The process depicted in FIG. 13 begins when a System Image performs a Host Memory pin operation in step 1302. The System Image performs a pin operation in order to make the memory non-pageable. Typically a trusted intermediary such as an LPAR manager intercepts or receives the System Image's memory pin request and first determines whether the system image actually owns the memory that the System Image wants to pin in 1304. If the system image does own the memory, then the LPAR manager next determines whether the ATPT has room for an entry in 1306. If the ATPT has room for an entry, the LPAR manager pins the memory addresses supplied by the System Image in 1308.

The LPAR manager next translates the memory addresses, which can be either virtual or physical addresses, into real addresses and PCI bus addresses in 1310, adds an entry in the ATPT in 1312, and provides the System Image with the memory address translation in 1314. That is, for virtual addresses that were supplied by the System Image, it provides the virtual addresses to PCI bus addresses. For physical addresses that were supplied by the System Image, it provides the physical addresses to PCI bus addresses. After step 1314 completes the operation ends.

In the event of an error, such as when the LPAR manager determines that the System Image does not own the memory it wants to pin in 1304 or that the ATPT does not have an entry available in 1306, then the LPAR manager in 1316 creates an error record, brings down the System Image, and the operation ends.

FIG. 14 is a flowchart outlining the functions performed when a system image performs a register memory operation to an I/O Adapter that supports either the Virtual Adapter or Virtual Resource Management approach in accordance with an illustrative embodiment of the present invention. Typically, the memory registration operation is done for an I/O adapter supporting InfiniBand or iWARP (RDMA enabled NIC). The I/O adapter may use the PCI, PCI-E, PCI-X or similar bus.

The operation begins when a system image performs a register memory operation in 1402. In 1404 the adapter checks to see if the adapter's ATPT has an entry available. If an entry is available in the adapter's ATPT, then in 1406 the adapter performs a register memory operation and the operation ends. If an entry in the adapter's ATPT is not available, an error record is created in 1408. The operation then ends.

FIG. 15 is a flowchart illustrating a memory unpin operation for previously registered memory in accordance with an illustrative embodiment of the present invention. FIG. 15 applies to the mechanism disclosed in FIGS. 11-14.

- _Problem description_:
List every step number that the memory-pinning excerpt above gives for the process in FIG. 13.

- _Supplied information_:
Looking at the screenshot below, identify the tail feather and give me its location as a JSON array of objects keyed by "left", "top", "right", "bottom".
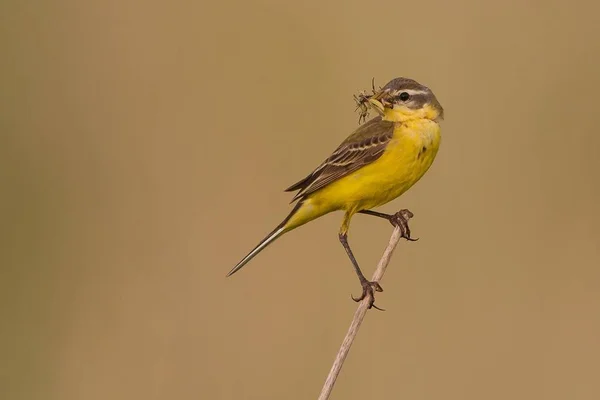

- _Answer to the problem_:
1302, 1304, 1306, 1308, 1310, 1312, 1314, 1316